• Requirement:
Take the lines below between the one holding "55, row 290." and the one holding "234, row 277.", inclusive, and copy them exactly. Add nothing.

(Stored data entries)
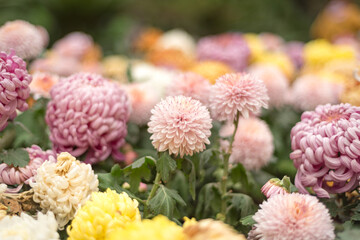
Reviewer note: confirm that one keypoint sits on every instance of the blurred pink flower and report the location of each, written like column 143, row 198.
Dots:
column 19, row 176
column 275, row 81
column 14, row 87
column 237, row 92
column 326, row 149
column 190, row 85
column 293, row 216
column 181, row 125
column 88, row 113
column 229, row 48
column 27, row 40
column 253, row 144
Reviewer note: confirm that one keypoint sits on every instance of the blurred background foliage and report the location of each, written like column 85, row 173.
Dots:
column 112, row 23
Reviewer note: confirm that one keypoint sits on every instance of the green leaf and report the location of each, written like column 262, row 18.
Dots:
column 15, row 157
column 165, row 165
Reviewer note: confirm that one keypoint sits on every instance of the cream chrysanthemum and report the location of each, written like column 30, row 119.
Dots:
column 63, row 187
column 103, row 214
column 293, row 216
column 25, row 227
column 181, row 125
column 237, row 92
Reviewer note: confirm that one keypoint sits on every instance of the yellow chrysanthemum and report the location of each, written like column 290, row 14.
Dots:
column 211, row 70
column 159, row 228
column 103, row 214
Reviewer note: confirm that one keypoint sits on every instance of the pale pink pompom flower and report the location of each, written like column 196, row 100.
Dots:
column 253, row 144
column 293, row 216
column 326, row 149
column 180, row 125
column 88, row 113
column 190, row 85
column 27, row 40
column 10, row 175
column 237, row 92
column 14, row 87
column 275, row 81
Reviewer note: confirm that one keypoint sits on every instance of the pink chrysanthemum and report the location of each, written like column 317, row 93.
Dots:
column 275, row 82
column 14, row 87
column 237, row 92
column 88, row 113
column 326, row 149
column 190, row 85
column 229, row 48
column 181, row 125
column 310, row 91
column 19, row 176
column 293, row 216
column 253, row 144
column 27, row 40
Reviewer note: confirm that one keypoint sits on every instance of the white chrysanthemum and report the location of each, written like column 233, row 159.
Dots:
column 63, row 187
column 25, row 227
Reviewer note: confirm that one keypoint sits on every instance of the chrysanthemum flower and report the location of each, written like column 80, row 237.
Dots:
column 25, row 39
column 211, row 70
column 42, row 83
column 190, row 85
column 44, row 227
column 293, row 216
column 210, row 229
column 326, row 149
column 229, row 48
column 275, row 81
column 158, row 228
column 63, row 187
column 14, row 87
column 181, row 125
column 251, row 134
column 88, row 113
column 237, row 92
column 19, row 176
column 103, row 214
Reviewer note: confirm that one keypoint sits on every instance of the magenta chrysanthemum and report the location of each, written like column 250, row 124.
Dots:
column 88, row 113
column 229, row 48
column 181, row 125
column 253, row 144
column 293, row 216
column 237, row 92
column 326, row 149
column 14, row 87
column 27, row 40
column 19, row 176
column 190, row 85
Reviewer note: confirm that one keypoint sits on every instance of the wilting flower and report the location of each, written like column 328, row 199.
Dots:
column 251, row 134
column 211, row 70
column 25, row 39
column 326, row 149
column 237, row 92
column 181, row 125
column 190, row 85
column 26, row 227
column 103, row 214
column 88, row 113
column 275, row 81
column 229, row 48
column 210, row 229
column 42, row 83
column 63, row 187
column 14, row 87
column 158, row 228
column 309, row 91
column 11, row 175
column 293, row 216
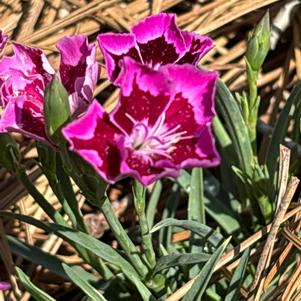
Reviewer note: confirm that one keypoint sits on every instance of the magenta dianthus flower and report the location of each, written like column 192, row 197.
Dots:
column 160, row 125
column 24, row 77
column 154, row 41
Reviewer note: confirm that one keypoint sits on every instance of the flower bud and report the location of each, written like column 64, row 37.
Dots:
column 85, row 176
column 259, row 43
column 56, row 109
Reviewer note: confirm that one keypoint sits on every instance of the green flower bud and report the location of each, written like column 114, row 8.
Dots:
column 9, row 154
column 56, row 109
column 84, row 175
column 259, row 43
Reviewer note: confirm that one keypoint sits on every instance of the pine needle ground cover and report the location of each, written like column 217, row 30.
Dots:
column 150, row 150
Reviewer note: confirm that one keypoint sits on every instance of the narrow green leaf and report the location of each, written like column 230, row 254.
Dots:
column 9, row 154
column 169, row 212
column 236, row 126
column 203, row 231
column 152, row 203
column 238, row 277
column 37, row 293
column 56, row 108
column 196, row 208
column 217, row 202
column 83, row 284
column 196, row 212
column 51, row 262
column 97, row 247
column 280, row 131
column 173, row 260
column 201, row 281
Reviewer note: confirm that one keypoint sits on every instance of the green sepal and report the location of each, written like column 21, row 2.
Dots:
column 85, row 176
column 56, row 109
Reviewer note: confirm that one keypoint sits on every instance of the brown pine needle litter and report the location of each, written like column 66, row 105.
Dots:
column 41, row 23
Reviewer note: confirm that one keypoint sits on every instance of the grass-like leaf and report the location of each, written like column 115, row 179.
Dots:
column 51, row 262
column 173, row 260
column 202, row 279
column 203, row 231
column 280, row 132
column 238, row 277
column 152, row 203
column 97, row 247
column 236, row 127
column 83, row 284
column 37, row 293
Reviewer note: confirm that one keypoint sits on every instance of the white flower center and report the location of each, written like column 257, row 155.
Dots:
column 156, row 139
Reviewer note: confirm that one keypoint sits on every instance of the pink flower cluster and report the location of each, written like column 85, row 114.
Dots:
column 162, row 122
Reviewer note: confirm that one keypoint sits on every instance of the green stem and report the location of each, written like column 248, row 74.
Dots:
column 122, row 237
column 139, row 202
column 48, row 209
column 253, row 100
column 66, row 192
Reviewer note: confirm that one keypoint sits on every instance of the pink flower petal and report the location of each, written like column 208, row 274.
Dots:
column 114, row 48
column 197, row 152
column 194, row 90
column 23, row 116
column 143, row 95
column 3, row 40
column 140, row 168
column 197, row 47
column 159, row 39
column 95, row 138
column 78, row 70
column 31, row 61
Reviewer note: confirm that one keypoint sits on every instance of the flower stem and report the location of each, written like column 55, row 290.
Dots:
column 59, row 219
column 122, row 237
column 49, row 210
column 139, row 202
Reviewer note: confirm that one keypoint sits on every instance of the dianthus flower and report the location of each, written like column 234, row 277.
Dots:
column 25, row 75
column 160, row 125
column 155, row 41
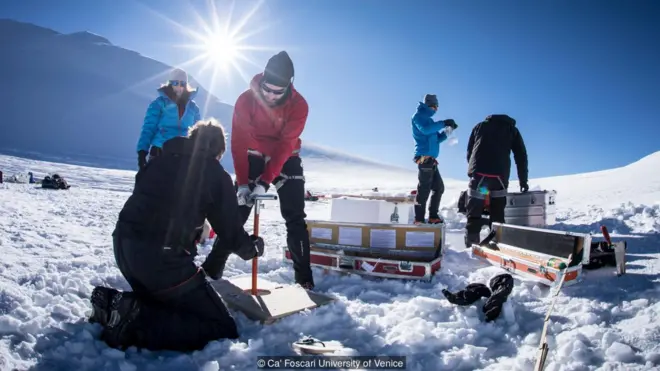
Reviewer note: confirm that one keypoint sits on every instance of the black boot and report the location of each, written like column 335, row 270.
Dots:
column 501, row 286
column 101, row 300
column 469, row 295
column 121, row 332
column 470, row 239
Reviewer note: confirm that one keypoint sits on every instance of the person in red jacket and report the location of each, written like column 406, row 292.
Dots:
column 268, row 120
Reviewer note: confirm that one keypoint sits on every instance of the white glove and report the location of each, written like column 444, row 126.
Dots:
column 258, row 191
column 243, row 194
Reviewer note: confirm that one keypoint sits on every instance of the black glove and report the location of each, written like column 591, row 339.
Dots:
column 524, row 187
column 469, row 295
column 142, row 159
column 452, row 123
column 214, row 265
column 501, row 287
column 253, row 250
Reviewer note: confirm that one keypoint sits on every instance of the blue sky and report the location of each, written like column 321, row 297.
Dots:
column 580, row 77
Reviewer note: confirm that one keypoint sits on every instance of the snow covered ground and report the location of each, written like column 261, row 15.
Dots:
column 56, row 246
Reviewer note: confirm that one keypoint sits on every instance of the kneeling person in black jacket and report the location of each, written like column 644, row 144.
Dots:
column 489, row 167
column 172, row 306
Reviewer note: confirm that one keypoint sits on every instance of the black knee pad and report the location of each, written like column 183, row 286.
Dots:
column 469, row 295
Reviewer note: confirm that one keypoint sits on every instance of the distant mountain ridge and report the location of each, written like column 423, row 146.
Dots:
column 78, row 98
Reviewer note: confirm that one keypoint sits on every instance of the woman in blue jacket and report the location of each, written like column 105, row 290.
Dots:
column 168, row 116
column 428, row 134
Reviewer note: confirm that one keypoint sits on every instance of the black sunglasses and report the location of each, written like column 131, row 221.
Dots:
column 272, row 91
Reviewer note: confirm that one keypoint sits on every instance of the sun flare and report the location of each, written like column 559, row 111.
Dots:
column 222, row 49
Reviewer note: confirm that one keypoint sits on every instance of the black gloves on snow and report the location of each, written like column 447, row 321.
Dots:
column 142, row 159
column 524, row 187
column 469, row 295
column 451, row 123
column 500, row 289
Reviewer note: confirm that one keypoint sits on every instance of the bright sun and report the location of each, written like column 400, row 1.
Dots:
column 222, row 49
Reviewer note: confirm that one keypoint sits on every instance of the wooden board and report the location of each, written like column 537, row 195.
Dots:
column 273, row 302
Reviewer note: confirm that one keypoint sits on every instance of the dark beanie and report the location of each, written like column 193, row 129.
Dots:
column 279, row 70
column 431, row 100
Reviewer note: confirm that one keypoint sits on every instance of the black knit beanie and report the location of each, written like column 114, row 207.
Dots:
column 279, row 70
column 431, row 100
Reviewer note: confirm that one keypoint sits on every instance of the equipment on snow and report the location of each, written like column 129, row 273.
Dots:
column 311, row 345
column 266, row 301
column 54, row 182
column 361, row 239
column 543, row 254
column 532, row 208
column 543, row 346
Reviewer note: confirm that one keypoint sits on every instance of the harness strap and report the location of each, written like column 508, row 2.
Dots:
column 492, row 194
column 181, row 288
column 285, row 177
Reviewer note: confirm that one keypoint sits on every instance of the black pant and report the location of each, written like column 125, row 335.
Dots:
column 429, row 182
column 475, row 205
column 173, row 316
column 291, row 194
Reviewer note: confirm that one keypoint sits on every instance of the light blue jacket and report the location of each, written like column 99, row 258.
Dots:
column 162, row 121
column 426, row 132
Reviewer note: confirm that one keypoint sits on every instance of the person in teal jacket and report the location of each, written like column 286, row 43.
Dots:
column 168, row 116
column 428, row 134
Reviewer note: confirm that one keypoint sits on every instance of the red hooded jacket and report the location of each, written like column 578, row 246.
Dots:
column 273, row 131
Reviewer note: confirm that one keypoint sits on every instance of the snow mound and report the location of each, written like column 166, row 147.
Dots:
column 57, row 246
column 87, row 37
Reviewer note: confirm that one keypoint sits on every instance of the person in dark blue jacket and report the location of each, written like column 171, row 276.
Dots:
column 168, row 116
column 428, row 134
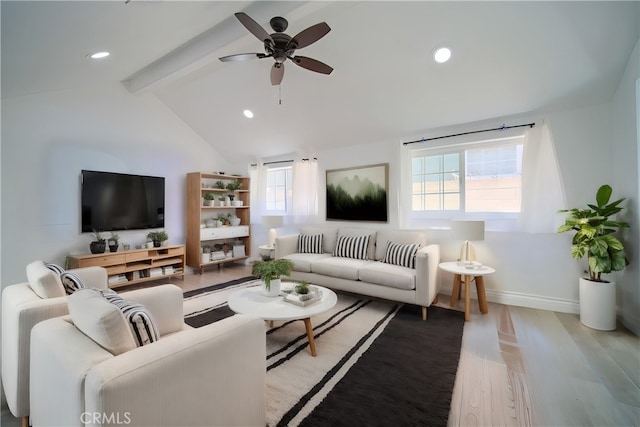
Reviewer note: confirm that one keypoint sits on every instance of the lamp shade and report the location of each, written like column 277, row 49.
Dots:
column 467, row 230
column 272, row 221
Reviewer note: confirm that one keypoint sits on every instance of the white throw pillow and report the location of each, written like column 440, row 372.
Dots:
column 101, row 321
column 44, row 281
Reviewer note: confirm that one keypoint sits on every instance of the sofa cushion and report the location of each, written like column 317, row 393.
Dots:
column 310, row 244
column 344, row 268
column 402, row 255
column 302, row 262
column 394, row 276
column 101, row 321
column 397, row 236
column 44, row 281
column 71, row 282
column 329, row 236
column 352, row 247
column 138, row 317
column 115, row 324
column 371, row 248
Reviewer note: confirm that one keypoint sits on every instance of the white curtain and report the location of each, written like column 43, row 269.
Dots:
column 258, row 176
column 304, row 190
column 542, row 190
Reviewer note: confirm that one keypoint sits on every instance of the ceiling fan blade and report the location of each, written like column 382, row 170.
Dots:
column 312, row 64
column 242, row 57
column 253, row 27
column 310, row 35
column 277, row 73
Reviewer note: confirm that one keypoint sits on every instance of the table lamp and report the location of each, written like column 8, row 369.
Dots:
column 272, row 222
column 467, row 231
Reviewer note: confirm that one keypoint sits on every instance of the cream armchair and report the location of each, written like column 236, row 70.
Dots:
column 209, row 376
column 23, row 306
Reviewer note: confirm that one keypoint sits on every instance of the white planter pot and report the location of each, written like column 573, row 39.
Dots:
column 274, row 288
column 598, row 304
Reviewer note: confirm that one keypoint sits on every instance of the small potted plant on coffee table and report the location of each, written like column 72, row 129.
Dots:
column 270, row 272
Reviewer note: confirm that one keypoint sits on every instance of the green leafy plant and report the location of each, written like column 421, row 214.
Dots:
column 234, row 185
column 271, row 270
column 157, row 237
column 98, row 235
column 302, row 287
column 594, row 234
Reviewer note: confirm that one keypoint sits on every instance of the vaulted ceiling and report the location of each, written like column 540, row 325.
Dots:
column 508, row 58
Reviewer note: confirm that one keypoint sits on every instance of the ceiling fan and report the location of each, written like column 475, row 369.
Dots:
column 281, row 46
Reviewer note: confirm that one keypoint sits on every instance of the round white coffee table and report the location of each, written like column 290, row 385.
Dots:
column 470, row 274
column 251, row 301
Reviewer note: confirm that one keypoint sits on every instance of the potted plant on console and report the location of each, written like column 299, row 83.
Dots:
column 99, row 245
column 157, row 237
column 270, row 273
column 605, row 254
column 113, row 242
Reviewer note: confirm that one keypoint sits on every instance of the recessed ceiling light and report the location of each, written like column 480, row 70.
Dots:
column 441, row 54
column 98, row 55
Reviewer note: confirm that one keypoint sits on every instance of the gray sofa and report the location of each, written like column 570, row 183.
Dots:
column 371, row 276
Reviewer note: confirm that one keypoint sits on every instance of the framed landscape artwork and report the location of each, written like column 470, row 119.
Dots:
column 358, row 194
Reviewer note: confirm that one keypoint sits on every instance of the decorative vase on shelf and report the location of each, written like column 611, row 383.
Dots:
column 273, row 290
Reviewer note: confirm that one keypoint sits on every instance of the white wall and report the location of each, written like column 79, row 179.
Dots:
column 625, row 139
column 534, row 270
column 47, row 139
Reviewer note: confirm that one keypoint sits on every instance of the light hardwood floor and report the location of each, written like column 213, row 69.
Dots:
column 523, row 367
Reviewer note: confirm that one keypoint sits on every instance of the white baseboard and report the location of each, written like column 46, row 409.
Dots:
column 534, row 301
column 529, row 301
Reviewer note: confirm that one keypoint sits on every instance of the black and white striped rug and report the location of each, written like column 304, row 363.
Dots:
column 378, row 363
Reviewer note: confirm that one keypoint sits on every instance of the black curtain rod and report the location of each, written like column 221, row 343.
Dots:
column 503, row 127
column 283, row 161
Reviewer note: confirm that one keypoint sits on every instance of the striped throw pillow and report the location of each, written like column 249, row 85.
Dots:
column 352, row 247
column 71, row 282
column 141, row 322
column 54, row 267
column 401, row 254
column 310, row 244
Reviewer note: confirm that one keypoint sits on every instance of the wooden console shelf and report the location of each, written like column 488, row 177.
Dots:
column 137, row 265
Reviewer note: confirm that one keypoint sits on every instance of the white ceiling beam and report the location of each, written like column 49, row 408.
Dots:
column 201, row 50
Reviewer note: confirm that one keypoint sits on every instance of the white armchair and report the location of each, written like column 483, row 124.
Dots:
column 209, row 376
column 23, row 306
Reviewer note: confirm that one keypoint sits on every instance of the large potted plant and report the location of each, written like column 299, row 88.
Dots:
column 270, row 273
column 594, row 240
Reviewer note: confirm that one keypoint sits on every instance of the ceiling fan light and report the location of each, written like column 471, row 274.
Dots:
column 98, row 55
column 441, row 54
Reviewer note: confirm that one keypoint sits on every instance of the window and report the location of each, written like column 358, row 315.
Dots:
column 482, row 176
column 278, row 191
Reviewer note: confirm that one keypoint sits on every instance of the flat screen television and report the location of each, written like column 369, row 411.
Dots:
column 117, row 201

• Task solution:
Reviewer note: confirm that one keypoint sits on every instance of the flower stem and report the location of each, written like column 55, row 290.
Dots:
column 59, row 219
column 122, row 237
column 49, row 210
column 139, row 202
Reviewer note: confirm that one keypoint sits on every instance of the dianthus flower and report the location of each, written like column 234, row 277.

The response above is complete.